## [Your task]
From the listing below, copy each line that contains the word "exact".

## [Material provided]

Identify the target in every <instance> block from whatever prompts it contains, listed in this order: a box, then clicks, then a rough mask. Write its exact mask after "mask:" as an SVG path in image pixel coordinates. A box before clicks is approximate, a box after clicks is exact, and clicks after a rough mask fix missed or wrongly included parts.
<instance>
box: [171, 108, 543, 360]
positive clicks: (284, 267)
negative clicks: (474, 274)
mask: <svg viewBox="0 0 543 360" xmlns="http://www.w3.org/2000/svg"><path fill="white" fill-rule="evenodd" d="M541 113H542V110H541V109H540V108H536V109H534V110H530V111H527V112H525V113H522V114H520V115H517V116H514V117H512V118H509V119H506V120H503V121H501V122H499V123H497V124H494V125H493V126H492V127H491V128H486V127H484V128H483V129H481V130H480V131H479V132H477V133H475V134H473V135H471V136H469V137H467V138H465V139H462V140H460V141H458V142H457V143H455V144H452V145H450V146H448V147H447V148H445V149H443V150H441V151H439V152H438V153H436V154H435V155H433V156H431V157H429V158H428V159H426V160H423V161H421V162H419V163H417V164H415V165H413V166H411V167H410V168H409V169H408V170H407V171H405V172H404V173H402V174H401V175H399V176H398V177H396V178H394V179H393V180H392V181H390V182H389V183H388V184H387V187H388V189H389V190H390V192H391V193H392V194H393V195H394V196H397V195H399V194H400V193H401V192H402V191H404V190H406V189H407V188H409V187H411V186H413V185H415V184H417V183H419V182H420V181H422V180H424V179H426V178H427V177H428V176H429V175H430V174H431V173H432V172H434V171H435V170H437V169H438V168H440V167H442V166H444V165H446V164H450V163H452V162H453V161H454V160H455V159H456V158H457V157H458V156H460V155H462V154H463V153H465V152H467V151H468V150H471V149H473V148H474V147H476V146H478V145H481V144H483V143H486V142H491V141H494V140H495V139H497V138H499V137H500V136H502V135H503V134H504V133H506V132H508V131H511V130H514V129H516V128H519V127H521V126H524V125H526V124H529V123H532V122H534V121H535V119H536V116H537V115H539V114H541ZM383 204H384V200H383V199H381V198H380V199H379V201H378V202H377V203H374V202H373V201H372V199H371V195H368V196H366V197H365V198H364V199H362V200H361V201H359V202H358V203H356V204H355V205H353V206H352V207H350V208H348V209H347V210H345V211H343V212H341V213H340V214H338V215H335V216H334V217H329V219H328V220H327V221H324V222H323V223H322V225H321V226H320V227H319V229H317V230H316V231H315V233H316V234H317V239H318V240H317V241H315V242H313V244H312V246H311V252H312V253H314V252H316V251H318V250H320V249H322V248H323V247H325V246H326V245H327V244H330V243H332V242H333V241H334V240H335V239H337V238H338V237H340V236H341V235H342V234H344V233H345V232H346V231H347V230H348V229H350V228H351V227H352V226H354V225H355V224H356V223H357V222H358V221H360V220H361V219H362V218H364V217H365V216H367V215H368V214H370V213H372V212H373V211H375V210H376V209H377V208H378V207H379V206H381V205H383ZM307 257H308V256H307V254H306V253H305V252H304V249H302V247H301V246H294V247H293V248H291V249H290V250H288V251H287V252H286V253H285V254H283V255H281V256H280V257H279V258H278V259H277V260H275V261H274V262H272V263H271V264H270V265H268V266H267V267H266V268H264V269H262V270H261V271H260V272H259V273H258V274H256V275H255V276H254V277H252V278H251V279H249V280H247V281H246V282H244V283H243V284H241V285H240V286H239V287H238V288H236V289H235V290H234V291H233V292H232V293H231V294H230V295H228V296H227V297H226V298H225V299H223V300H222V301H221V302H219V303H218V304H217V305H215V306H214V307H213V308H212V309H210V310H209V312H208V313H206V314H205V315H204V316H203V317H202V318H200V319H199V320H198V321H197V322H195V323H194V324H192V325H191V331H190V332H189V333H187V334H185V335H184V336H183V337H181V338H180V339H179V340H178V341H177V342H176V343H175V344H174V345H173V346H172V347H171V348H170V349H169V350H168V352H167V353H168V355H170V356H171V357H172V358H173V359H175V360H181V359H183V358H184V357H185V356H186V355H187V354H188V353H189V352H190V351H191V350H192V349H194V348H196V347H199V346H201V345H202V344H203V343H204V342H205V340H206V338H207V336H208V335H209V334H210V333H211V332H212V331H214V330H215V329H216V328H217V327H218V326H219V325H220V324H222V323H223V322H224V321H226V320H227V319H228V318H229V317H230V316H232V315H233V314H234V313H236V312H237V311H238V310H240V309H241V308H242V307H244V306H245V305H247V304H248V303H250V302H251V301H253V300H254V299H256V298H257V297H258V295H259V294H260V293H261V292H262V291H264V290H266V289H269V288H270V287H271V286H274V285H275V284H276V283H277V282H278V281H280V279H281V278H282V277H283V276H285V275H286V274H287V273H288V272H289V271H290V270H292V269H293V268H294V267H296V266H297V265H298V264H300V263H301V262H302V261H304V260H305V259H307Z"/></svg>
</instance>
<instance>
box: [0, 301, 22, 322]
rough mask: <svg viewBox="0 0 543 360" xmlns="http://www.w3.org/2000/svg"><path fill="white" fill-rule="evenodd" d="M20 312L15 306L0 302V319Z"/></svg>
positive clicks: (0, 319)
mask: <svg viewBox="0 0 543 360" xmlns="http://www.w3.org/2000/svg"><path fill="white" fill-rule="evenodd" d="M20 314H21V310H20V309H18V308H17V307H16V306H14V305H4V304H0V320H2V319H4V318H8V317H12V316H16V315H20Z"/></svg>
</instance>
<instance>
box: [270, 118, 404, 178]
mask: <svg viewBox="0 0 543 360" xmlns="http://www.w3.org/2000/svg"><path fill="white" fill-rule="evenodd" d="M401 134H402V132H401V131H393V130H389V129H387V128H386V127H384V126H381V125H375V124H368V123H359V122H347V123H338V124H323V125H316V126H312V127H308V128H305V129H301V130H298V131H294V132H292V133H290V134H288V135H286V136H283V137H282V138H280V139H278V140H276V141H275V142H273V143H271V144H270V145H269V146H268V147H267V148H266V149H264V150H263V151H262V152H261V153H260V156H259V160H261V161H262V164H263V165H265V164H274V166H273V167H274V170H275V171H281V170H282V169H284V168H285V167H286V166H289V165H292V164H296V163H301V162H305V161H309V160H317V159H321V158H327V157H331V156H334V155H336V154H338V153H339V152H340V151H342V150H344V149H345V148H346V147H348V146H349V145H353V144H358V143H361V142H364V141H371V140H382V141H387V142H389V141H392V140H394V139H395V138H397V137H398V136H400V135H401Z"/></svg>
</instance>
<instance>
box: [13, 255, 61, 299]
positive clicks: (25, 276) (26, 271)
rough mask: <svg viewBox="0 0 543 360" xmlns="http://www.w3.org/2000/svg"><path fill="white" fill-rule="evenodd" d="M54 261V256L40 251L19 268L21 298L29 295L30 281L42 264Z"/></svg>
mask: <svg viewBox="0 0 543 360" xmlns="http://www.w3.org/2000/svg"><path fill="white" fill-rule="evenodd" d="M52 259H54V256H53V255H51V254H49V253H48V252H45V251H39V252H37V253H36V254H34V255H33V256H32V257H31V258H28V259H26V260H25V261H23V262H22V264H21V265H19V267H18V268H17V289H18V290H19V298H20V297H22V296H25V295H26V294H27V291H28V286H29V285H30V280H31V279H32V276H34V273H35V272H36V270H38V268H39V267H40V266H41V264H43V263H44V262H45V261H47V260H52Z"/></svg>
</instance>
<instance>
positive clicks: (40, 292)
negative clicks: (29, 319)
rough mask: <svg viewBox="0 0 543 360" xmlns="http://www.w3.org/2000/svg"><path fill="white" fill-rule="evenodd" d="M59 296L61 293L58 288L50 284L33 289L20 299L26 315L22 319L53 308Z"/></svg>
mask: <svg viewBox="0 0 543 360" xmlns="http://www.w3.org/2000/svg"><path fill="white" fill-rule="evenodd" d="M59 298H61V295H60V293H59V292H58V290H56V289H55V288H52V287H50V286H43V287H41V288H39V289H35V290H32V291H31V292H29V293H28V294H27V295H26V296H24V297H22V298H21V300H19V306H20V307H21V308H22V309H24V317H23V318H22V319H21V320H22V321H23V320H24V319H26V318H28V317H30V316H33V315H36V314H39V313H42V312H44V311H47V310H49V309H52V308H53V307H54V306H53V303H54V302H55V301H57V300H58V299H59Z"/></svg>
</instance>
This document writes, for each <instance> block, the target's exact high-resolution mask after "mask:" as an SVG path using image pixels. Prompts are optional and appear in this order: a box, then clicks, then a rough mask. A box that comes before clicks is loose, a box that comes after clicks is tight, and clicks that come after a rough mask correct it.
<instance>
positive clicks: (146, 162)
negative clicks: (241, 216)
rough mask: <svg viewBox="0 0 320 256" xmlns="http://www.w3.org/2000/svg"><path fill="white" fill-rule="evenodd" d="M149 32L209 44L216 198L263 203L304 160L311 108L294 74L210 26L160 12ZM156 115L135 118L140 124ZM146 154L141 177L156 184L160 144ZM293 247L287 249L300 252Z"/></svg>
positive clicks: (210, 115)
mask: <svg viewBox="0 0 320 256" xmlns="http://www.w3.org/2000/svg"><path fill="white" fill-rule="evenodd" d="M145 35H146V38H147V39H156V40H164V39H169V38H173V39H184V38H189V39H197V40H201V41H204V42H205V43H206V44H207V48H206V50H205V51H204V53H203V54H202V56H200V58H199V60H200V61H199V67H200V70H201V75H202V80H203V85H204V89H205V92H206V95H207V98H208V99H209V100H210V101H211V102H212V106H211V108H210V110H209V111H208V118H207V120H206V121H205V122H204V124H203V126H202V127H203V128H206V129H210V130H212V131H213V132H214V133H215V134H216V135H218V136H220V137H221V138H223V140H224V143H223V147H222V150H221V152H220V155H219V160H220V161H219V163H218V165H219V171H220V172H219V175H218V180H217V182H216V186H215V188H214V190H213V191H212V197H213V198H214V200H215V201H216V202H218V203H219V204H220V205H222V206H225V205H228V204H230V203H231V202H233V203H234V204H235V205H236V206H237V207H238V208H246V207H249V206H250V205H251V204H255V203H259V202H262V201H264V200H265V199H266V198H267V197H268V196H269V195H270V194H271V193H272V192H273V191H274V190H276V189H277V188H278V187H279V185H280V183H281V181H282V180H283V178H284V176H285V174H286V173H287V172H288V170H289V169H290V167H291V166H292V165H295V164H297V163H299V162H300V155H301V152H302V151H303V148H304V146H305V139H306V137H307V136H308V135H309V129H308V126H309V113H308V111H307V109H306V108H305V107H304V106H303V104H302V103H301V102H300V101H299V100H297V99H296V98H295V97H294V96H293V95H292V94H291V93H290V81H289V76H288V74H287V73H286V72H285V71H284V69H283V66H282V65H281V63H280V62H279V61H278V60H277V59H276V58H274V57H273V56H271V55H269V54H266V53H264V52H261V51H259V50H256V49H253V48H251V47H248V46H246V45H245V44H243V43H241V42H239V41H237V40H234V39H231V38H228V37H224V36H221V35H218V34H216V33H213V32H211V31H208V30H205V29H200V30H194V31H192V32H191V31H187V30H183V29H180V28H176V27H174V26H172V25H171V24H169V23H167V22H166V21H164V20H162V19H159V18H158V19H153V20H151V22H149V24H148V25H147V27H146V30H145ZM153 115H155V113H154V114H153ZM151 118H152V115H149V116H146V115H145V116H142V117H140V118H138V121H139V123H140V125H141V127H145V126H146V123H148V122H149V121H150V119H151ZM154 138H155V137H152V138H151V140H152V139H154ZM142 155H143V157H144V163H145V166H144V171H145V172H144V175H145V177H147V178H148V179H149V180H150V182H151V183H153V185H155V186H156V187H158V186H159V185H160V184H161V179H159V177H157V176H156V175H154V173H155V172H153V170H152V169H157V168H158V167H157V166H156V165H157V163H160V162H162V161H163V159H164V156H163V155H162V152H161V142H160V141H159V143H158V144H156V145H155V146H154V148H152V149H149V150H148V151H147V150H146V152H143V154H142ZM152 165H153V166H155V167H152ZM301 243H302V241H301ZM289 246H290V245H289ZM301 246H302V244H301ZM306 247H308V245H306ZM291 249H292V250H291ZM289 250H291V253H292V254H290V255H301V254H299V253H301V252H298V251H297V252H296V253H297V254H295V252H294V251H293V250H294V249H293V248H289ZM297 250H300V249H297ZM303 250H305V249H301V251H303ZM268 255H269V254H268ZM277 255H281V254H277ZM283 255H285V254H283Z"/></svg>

## [Problem solution]
Identify the target in every <instance> block from whatever prompts it contains, listed in this order: a box, then clicks, then a rough mask. Write its exact mask after "mask:" as an SVG path in image pixel coordinates. A box before clicks is approximate, a box after clicks is exact, and clicks after a rough mask fix missed or wrongly included parts.
This document writes, for each <instance> block, the target's exact high-resolution mask after "mask:" as an SVG path using image pixels. Prompts are optional and appear in this order: a box, then clicks, then a rough mask. A box that comes before clicks is loose, a box that comes after clicks is tight, and clicks that come after a rough mask correct it.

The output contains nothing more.